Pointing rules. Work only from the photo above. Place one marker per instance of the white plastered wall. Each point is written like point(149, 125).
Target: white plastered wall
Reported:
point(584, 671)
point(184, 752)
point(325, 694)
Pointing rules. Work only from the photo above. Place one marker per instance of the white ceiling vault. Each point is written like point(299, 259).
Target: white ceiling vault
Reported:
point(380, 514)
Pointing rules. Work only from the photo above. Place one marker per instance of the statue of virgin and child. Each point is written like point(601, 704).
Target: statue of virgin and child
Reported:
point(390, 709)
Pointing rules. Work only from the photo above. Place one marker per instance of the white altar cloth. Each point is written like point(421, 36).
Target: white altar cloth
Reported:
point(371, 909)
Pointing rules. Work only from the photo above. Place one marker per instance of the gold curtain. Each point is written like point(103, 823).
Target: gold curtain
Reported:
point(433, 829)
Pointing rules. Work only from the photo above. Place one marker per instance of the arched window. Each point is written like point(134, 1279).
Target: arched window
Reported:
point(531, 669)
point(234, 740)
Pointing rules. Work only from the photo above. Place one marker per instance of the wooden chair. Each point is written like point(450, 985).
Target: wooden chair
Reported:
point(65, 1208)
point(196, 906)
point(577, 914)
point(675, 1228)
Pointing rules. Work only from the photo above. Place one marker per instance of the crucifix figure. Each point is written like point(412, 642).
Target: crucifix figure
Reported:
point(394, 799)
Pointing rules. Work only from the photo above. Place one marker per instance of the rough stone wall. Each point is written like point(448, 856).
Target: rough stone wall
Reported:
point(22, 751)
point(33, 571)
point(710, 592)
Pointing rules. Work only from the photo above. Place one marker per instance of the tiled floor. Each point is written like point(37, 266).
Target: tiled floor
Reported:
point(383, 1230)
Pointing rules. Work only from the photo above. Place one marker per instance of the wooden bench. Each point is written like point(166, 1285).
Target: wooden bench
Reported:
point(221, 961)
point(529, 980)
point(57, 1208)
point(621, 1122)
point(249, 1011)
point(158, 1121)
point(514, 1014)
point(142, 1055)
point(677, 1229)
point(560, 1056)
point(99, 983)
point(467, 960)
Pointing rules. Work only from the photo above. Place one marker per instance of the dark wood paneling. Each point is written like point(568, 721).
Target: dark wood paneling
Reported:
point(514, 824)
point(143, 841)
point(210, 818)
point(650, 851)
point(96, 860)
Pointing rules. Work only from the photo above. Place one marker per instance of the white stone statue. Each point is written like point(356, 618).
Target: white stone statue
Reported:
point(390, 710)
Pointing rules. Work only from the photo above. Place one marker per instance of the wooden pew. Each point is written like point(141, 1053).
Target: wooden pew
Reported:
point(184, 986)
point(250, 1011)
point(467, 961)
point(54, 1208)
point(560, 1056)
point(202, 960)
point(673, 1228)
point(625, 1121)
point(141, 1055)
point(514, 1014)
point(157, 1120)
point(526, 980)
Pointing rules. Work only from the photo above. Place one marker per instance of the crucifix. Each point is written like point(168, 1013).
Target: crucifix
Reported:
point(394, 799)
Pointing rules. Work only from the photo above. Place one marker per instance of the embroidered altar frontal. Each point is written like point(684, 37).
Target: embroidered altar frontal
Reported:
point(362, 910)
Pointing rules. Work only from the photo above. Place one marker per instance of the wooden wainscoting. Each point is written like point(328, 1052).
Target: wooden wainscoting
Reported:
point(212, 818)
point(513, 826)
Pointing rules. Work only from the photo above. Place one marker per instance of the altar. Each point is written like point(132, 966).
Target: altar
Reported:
= = =
*Aim of the task*.
Go through the data above and copy all of it exactly.

*Response area*.
Pointing rules. Work only from the photo above. Place one marker per instance of the white plastered wall. Each point is written like point(149, 125).
Target: white plastered wall
Reported:
point(584, 671)
point(184, 752)
point(325, 694)
Pointing rules. Work only from the photo above. Place one marker per instance of the white ceiling vault. Each point is written like point(299, 259).
Target: white ceiling vault
Reported:
point(380, 514)
Pointing rules. Work only from the photo above. Place one marker per instance of the statue of virgin and child. Each point is written like point(601, 704).
Target: statue of virgin and child
Reported:
point(390, 709)
Pointing rules. Work only from the photo above. Place one marker per instance of the white altar cloth. Each point is written like point(421, 36).
Target: white altar cloth
Reported:
point(371, 909)
Pointing rules. Work only from the photo above. Place one marker per instance of the gold curtain. Each point is written like point(103, 823).
Target: gold curtain
Reported:
point(433, 829)
Pointing rules. Work only from the photo above. Place one marker per instance of the arched window. Each point is written like point(134, 1279).
Target: arched window
Reported:
point(531, 669)
point(234, 740)
Pointing rules. Work only from the photo above. Place one marker per instance of the wooden chair. Each point is written like point(450, 985).
Target: wooden chair
Reported:
point(65, 1208)
point(196, 906)
point(577, 914)
point(675, 1228)
Pointing rules. Work only from the photo above. Place one marker per instance of the crucifix figure. Each point is written like point(412, 642).
Target: crucifix figure
Reported:
point(394, 799)
Pointing rules. Work only from the photo above. Place one marker per instance of the rough stone wall. Each point is written like point(448, 856).
Target: rough stone wall
Reported:
point(22, 751)
point(33, 571)
point(710, 592)
Pointing rules. Work only from the photo above. Place one marker per instance of the tiled floor. Each point is written like point(37, 266).
Target: tiled floor
Reported:
point(383, 1230)
Pointing rules. Work only from the photo above. Place one marker per instance of the wooden bench. Each point is written like point(166, 1285).
Target: wooden bench
Reported:
point(221, 961)
point(529, 980)
point(57, 1208)
point(621, 1122)
point(249, 1011)
point(158, 1121)
point(514, 1014)
point(142, 1055)
point(677, 1229)
point(560, 1056)
point(99, 983)
point(467, 960)
Pointing rules. Work only from the photo above. Place one marker per instance of the dark wood paneling. Each point is written like point(568, 721).
Target: dark wood paneling
Reported:
point(514, 824)
point(143, 841)
point(210, 818)
point(650, 851)
point(96, 860)
Pointing rules. Work only from the photo above. Place one marker per instance of the white stone statue. Each point is written like point(356, 618).
Target: white stone statue
Reported:
point(390, 710)
Pointing rules. Work only from the photo above. Place one marker per instance of the wooden pew. Each point is written like point(141, 1053).
Target: wooden pew
Reported:
point(184, 986)
point(250, 1011)
point(467, 961)
point(54, 1208)
point(560, 1056)
point(202, 960)
point(673, 1228)
point(625, 1121)
point(141, 1055)
point(514, 1014)
point(157, 1120)
point(526, 980)
Pointing rules. Work only from the photo above. Place one marker per instance of the crucifix. Each point is written like point(168, 1013).
Target: crucifix
Reported:
point(394, 799)
Pointing rules. Work only from the photo above. Place one marker per instance of the embroidered altar frontal. Each point is written like point(684, 37).
Target: embroidered altar frontal
Reported:
point(362, 910)
Pointing rules. Work only from the photo above. Place one marker per instance of the wooden wainscoting. Each point is written like point(328, 1052).
Target: wooden wainscoting
Reported:
point(212, 818)
point(513, 826)
Pointing rules. Work only from the photo above. Place one marker per instance of the altar. Each point is written like point(132, 966).
Target: altar
Reported:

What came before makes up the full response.